## TO DO
Summarize the vitamin D article in three sentences.

## PAGE TEXT
----
In a recent correlation study, people that suffer from ankle and foot injuries are more likely to also be deficient in vitamin D. This correlation between vitamin D deficiency and risk for foot and ankle injuries might serve to offer some dietary advice to athletes, the elderly, and others who are at higher risk of bone damage.
Vitamin D can act as both a nutrient and a hormone in the human body. Traditionally it has been touted as one of the main actors in helping to build and repair bone. However other research has indicated that this vitamin is also useful for reducing the risk of chronic conditions such as heart disease, cancers, multiple sclerosis, and infectious diseases.
In practice vitamin D can be relatively difficult to acquire in the doses necessary for promoting health. While dairy products and fatty fishes contain vitamin D, many Americans do not consume these foods regularly enough to meet their daily intake requirements. In an effort to address this, some foods such as breakfast cereals are fortified with vitamin D. In addition, though it is indeed possible to gain vitamin D from sun exposure, this requires at least 15 minutes a day of being outside with skin exposed to the sun.
Because of the difficulty in incorporating enough vitamin D into the diet, most people are recommended to take a vitamin supplement. However will be discussed below, some will contend that even that is not sufficient.
In attempting to try and understand the human body’s nutritional needs, one must think of health and illness as a continuum, not as set levels. In general there is no such thing as a magic cut-off number that delineates the boundary between health and illness. To be sure, people that are severely deficient in vitamin D will suffer from rickets and other bone-weakening diseases. However, the absence of such diseases does not imply health. In fact an individual may seem healthy, but due to less-than-optimal levels of vitamins be at a greater long-term risk for chronic diseases.
Currently there is a scientific debate about how much vitamin D a person ought to acquire in a single day. A 2010 study recommended tripling the USDA guidelines for vitamin D uptake to 600 IU per day. Such a level is higher than the 400 IU that many multivitamins contain. Though it is still unclear how much vitamin D is needed to promote health, at the very least the margin for error is forgiving. Even at doses as high as 4,000 IU of vitamin D per day, no evidence of bodily harm has been detected.
In a recent study published in Foot and Ankle International, the correlation between vitamin D deficiency and foot and ankle injuries was examined. The study examined a cohort of 75 patients, all of whom suffered from foot and ankle injuries. Of these patients, 47 percent had levels of vitamin D that would be considered “insufficient” (less than 30 ng/mL), and 13 percent were found to be vitamin D “deficient” (less than 20 ng/mL). It was also found that patients that had suffered from a fracture had significantly less vitamin D than patients that only had experienced a sprain.
As with interpreting any study, it is imperative not to jump to a conclusion of causation. Because this was only a correlation study, there is no evidence to support either the claim that ankle and foot injuries cause vitamin D deficiency or that vitamin D deficiency causes foot and ankle injuries. However interpreting this in the context of what is already known about the role that vitamin D plays in growing bones does make sense. Therefore the elderly, athletes in high-impact sports, and people already suffering from ankle and foot injuries might be advised to increase the levels of vitamin D in their diets.
----
(Dataset excerpts)
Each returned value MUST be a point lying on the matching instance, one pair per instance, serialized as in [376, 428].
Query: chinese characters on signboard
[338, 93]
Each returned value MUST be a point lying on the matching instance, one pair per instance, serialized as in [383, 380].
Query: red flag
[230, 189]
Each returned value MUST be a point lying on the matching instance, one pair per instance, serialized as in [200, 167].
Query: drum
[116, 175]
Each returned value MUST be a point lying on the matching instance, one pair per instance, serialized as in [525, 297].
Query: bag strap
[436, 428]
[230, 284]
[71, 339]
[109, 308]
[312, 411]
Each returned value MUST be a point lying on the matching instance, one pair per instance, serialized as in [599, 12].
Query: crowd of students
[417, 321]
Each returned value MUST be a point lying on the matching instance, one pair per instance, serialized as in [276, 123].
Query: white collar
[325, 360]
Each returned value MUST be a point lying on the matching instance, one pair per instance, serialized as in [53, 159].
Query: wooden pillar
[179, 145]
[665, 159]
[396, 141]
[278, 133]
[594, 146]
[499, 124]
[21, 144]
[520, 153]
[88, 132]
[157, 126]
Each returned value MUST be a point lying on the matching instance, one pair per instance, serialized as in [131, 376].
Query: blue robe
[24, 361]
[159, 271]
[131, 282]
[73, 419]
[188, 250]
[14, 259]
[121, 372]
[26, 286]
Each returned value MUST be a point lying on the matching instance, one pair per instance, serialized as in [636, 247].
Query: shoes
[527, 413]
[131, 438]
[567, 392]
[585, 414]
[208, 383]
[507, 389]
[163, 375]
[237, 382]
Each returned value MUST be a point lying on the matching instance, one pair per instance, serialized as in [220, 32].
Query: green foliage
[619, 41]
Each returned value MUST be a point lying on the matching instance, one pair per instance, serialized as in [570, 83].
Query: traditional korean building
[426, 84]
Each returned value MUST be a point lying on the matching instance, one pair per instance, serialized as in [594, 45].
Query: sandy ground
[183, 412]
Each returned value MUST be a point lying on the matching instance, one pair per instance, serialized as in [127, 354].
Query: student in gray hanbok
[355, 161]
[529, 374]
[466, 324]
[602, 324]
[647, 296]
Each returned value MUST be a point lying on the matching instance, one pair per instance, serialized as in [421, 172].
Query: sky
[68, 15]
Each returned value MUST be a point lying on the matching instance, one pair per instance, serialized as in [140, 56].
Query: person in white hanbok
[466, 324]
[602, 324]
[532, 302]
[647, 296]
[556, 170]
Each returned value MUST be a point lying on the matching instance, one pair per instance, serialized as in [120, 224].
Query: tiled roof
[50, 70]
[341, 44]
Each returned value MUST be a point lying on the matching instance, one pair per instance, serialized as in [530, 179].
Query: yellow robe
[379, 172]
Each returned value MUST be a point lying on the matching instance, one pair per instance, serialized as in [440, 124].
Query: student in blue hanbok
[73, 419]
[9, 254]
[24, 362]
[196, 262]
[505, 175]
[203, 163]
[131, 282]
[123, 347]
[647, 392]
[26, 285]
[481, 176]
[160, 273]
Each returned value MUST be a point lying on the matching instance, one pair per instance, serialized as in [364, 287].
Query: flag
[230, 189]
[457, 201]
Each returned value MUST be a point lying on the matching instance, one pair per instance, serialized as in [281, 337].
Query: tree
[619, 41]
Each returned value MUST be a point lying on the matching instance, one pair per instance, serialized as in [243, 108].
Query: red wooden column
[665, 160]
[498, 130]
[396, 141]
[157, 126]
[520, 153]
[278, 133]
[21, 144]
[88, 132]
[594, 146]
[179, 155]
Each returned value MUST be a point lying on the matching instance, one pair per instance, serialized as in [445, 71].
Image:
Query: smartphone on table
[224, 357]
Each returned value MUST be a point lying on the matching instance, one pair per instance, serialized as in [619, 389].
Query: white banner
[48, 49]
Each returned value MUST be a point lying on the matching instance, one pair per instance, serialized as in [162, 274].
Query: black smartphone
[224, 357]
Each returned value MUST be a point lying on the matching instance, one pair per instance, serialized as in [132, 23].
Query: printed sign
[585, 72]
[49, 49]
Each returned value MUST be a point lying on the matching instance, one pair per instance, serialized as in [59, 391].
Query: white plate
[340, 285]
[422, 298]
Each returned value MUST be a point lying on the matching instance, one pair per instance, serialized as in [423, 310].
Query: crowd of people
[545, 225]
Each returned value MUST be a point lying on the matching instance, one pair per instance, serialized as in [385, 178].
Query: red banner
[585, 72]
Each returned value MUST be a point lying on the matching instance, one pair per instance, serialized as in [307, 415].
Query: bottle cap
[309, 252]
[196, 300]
----
## EXPECTED OUTPUT
Vitamin D helps build and repair bone and may reduce the risk of chronic conditions, but it is hard to get enough from diet or sun, so most people are recommended to take a supplement. Scientists debate the right daily amount: a 2010 study recommended 600 IU per day, and no harm has been detected even at 4,000 IU. A study of 75 patients with foot and ankle injuries found that 47 percent had insufficient vitamin D and 13 percent were deficient, and although this correlation does not prove causation, the elderly, athletes in high-impact sports, and people with such injuries might be advised to increase their vitamin D intake.